PROBLEM TO SOLVE >> Reproduce every entry exactly.
[Begin AVAILABLE RECORDS]
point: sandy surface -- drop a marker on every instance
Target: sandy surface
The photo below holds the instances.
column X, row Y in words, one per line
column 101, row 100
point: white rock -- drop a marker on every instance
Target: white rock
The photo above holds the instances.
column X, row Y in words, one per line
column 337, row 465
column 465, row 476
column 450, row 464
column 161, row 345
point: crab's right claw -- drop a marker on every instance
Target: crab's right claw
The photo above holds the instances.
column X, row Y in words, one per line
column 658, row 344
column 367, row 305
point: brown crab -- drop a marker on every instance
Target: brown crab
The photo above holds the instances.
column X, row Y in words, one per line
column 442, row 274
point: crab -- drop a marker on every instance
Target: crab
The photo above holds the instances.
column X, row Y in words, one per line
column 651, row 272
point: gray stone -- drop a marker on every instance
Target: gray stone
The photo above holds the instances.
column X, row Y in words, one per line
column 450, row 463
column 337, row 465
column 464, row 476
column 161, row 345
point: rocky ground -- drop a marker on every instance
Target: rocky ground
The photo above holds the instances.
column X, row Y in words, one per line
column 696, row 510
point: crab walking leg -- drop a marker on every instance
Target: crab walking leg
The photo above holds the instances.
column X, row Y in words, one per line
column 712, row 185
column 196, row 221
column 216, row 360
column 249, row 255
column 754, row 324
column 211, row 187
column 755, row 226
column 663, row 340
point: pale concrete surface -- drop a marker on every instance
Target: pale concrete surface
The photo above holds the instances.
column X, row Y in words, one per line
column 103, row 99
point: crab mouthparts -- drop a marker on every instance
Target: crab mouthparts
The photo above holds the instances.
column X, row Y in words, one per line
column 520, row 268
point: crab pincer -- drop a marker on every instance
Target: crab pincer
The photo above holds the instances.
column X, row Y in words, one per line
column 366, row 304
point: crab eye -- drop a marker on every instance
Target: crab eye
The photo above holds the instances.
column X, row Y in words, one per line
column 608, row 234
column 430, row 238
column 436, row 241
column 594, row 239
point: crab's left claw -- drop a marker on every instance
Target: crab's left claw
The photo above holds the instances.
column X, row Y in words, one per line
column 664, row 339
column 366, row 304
[End AVAILABLE RECORDS]
SOLUTION FOR THIS TASK >>
point: sandy surface -- drop a marker on every instance
Target: sandy surface
The photo below holds the instances.
column X, row Y in words, one per line
column 101, row 100
point: white rock -- drop a marker on every instance
Target: white rock
The photo above holds the instances.
column X, row Y in words, one per line
column 337, row 465
column 465, row 476
column 450, row 464
column 161, row 345
point: crab's right claw -- drop a marker on every instance
Target: crab's right claw
The photo above holds the instances.
column X, row Y in words, one per line
column 658, row 344
column 367, row 305
point: brown crab -- drop a marker on every instance
Target: brown crab
The photo above holds the instances.
column X, row Y in words, one per line
column 442, row 274
point: crab -- drop a marker on every instance
Target: crab
The photo above holds the instances.
column X, row Y in words, one per line
column 651, row 272
point: gray stone -- drop a marker on every instance
Target: gray stone
The photo above holds the instances.
column X, row Y in words, one per line
column 450, row 463
column 337, row 465
column 464, row 476
column 161, row 345
point: rocky ground -- drop a marker on every instance
Target: rocky ground
The photo above holds the instances.
column X, row Y in words, one per line
column 696, row 510
point: crab walking leg -- drop a marker on every instance
Target: crab walking leg
The photo above holds the instances.
column X, row Y in words, one per line
column 712, row 185
column 196, row 221
column 216, row 360
column 249, row 255
column 754, row 324
column 211, row 187
column 755, row 226
column 663, row 340
point: pale concrete surface -- drop a marker on every instance
Target: pale concrete surface
The photo above holds the instances.
column X, row Y in words, one per line
column 103, row 99
point: crab mouthparts -- drop a marker on every instance
Target: crab mouthparts
The photo above holds the instances.
column X, row Y in words, one per line
column 520, row 268
point: crab pincer -- drop a marker on every instance
Target: crab pincer
The photo above holds the instances.
column X, row Y in words, one per line
column 366, row 304
point: crab eye -- drop a marker on every instance
Target: crab eye
The photo above holds the instances.
column X, row Y in words, one per line
column 608, row 234
column 430, row 238
column 436, row 241
column 594, row 239
point: crab's left claw -- drop a marker on every instance
Target: crab's left claw
The photo above holds the instances.
column X, row Y in words, one per line
column 664, row 339
column 366, row 304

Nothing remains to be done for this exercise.